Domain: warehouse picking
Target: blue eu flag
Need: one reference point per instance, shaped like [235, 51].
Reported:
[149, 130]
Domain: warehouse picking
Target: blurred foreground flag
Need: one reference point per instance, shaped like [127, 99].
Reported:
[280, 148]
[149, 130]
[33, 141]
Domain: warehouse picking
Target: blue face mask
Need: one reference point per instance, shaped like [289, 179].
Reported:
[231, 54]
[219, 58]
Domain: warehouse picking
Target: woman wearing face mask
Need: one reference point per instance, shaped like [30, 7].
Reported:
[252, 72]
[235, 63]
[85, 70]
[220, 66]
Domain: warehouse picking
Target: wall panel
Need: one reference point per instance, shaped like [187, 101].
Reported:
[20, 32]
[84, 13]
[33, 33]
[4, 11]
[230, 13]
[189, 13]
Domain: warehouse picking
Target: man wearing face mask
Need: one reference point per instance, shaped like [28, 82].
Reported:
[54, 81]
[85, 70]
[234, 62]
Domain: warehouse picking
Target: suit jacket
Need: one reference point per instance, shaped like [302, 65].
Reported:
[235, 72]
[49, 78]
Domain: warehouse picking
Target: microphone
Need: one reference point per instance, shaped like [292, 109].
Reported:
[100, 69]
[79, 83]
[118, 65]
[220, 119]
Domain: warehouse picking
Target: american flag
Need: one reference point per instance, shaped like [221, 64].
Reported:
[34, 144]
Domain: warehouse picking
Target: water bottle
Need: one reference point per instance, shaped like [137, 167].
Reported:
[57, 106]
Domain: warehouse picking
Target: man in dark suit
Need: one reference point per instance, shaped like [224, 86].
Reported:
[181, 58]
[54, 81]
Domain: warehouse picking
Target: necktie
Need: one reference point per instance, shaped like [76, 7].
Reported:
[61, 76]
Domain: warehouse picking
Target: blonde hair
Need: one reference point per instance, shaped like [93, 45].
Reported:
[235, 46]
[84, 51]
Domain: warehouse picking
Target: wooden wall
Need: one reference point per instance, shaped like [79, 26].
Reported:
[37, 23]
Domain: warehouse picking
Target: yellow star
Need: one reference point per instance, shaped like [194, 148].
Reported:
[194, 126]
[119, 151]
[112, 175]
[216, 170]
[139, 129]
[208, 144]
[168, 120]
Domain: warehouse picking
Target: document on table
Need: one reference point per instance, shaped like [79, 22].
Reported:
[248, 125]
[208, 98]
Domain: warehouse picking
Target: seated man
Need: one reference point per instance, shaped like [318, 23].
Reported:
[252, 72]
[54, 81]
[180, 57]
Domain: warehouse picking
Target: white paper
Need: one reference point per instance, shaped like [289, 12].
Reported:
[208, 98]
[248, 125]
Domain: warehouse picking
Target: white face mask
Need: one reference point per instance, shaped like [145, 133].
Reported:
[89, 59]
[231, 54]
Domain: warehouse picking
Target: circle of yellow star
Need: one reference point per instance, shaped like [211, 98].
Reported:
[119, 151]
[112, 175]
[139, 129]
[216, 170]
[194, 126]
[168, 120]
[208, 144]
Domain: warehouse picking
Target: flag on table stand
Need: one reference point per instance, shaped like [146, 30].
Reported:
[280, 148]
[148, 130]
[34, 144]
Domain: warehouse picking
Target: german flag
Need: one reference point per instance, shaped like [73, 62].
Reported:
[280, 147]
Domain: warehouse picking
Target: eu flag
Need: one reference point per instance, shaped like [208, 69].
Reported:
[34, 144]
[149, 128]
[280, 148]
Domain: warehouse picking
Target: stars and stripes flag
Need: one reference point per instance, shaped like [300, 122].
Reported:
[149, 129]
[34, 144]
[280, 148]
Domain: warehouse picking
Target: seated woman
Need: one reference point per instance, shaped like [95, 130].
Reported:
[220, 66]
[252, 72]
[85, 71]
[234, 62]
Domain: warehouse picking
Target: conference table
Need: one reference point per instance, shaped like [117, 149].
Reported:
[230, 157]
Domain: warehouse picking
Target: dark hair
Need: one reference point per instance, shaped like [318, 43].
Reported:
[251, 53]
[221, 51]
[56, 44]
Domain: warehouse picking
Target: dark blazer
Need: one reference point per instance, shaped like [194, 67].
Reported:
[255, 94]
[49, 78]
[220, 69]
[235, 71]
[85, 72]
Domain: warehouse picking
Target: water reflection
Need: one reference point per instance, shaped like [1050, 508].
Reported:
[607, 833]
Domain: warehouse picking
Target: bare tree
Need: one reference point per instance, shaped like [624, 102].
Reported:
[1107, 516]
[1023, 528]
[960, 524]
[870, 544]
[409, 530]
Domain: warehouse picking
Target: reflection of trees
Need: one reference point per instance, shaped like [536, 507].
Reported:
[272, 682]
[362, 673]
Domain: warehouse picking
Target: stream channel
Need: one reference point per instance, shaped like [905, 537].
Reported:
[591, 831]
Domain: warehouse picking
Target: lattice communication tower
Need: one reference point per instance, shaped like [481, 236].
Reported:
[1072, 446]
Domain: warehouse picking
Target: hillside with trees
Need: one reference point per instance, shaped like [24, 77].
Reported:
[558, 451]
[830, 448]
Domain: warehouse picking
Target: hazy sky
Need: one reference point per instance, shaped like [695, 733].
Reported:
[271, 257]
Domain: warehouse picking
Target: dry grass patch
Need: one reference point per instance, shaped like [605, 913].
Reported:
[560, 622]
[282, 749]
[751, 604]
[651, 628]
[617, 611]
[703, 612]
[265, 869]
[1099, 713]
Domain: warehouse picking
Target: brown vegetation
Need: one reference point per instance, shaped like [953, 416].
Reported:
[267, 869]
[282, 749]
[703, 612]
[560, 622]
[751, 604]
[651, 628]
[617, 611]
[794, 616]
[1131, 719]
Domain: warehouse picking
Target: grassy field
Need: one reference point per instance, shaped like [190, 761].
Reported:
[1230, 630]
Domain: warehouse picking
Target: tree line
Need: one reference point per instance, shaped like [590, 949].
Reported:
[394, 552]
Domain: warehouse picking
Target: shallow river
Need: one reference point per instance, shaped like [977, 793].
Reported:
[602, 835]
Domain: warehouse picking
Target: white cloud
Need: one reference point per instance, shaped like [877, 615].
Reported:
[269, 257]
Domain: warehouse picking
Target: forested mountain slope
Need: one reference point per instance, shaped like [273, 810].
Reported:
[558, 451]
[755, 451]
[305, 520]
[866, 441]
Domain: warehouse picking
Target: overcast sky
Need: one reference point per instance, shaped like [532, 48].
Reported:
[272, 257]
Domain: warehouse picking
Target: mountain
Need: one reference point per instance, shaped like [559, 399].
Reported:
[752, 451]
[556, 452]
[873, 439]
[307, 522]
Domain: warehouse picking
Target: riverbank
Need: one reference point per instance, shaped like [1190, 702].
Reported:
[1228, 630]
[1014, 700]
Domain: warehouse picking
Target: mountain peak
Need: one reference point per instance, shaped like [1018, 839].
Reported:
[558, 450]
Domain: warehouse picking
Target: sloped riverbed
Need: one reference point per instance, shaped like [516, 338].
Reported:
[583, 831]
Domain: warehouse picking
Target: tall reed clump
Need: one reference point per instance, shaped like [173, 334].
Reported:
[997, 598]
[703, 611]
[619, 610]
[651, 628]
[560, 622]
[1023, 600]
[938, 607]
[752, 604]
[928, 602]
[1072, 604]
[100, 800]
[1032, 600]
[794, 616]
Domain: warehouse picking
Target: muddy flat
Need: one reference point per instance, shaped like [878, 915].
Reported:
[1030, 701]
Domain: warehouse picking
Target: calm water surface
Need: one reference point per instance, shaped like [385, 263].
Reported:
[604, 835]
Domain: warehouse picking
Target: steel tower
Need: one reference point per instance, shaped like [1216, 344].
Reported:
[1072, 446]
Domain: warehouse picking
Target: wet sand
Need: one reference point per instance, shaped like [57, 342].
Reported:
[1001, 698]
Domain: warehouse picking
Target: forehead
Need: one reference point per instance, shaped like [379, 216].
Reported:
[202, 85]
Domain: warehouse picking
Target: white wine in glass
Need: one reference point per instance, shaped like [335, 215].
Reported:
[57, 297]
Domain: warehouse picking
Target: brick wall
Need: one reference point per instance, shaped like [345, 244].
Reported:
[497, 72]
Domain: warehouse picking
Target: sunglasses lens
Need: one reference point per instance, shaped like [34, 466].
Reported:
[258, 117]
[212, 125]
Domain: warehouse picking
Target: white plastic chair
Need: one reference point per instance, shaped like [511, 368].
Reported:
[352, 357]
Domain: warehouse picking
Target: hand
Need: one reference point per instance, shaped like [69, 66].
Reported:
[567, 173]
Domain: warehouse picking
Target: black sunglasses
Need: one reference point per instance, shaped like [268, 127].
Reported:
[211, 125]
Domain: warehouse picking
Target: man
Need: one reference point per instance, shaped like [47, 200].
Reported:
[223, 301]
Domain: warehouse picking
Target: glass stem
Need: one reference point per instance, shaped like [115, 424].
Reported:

**YOUR GOAL**
Identify every line in the rows above that contains the word "white", and copy each of those lines.

**WRITTEN RESPONSE**
Target: white paper
Target: white face mask
Target: white cloud
Target: white wine in glass
Target: white plastic chair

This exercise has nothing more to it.